(Tâche à effectuer):
Dans le texte sur le temps et le pendule, changez « solstice » en « équinoxe », puis recopiez le passage depuis « Mais, va-t-on me » jusqu'à « créations de rien ? » inclus.

(Texte fourni):
Mais, va-t-on me dire, et les mouvements des corps célestes, et les oscillations pendulaires ? La course de la Terre dans l’espace jusqu’à ce qu’elle revienne au même solstice, l’abaissement et l’élèvement alternatifs du pendule, sont donc aussi des effets sans cause, des créations de rien ?

J’ai déjà indiqué des restrictions que comporte la conception d’une périodicité absolument régulière dans les révolutions des corps célestes. Mais j’aborde directement le cas du pendule. Je ne me retranche même pas — et j’en aurais parfaitement le droit — derrière cette réponse péremptoire, mais trop commode, que le pendule de la théorie est irréalisable, qu’il n’y a pas de milieu non résistant, de barre absolument rigide et inextensible, ni d’appareil de suspension capable de tourner sans frottement — non ! J’accepte le pendule idéal oscillant sans frottement, dans le vide absolu. Il descend et remonte jusqu’au même niveau. Mais ce mouvement a pris du temps. Dans la formule mathématique qui l’exprime, le temps figure comme une quantité abstraite qu’on désigne d’ordinaire par la lettre t. Cette désignation est vague, et vague est l’idée qui se cache sous elle. Ce temps est-il long, est-il court ? Nous n’en savons rien. Mais, quel que soit ce vague inévitable, une chose est certaine : c’est que le temps n’est pas une pure abstraction, c’est qu’il est quelque chose[1]. Or, s’il est quelque chose, il y a quelque

  1. Dans ma Logique scientifique, p. 276 et suiv., je démontre que le temps réel n’est pas une simple relativité.

(Données fournies):
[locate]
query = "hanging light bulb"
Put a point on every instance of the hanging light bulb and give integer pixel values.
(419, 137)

(Résultat final):
Mais, va-t-on me dire, et les mouvements des corps célestes, et les oscillations pendulaires ? La course de la Terre dans l’espace jusqu’à ce qu’elle revienne au même équinoxe, l’abaissement et l’élèvement alternatifs du pendule, sont donc aussi des effets sans cause, des créations de rien ?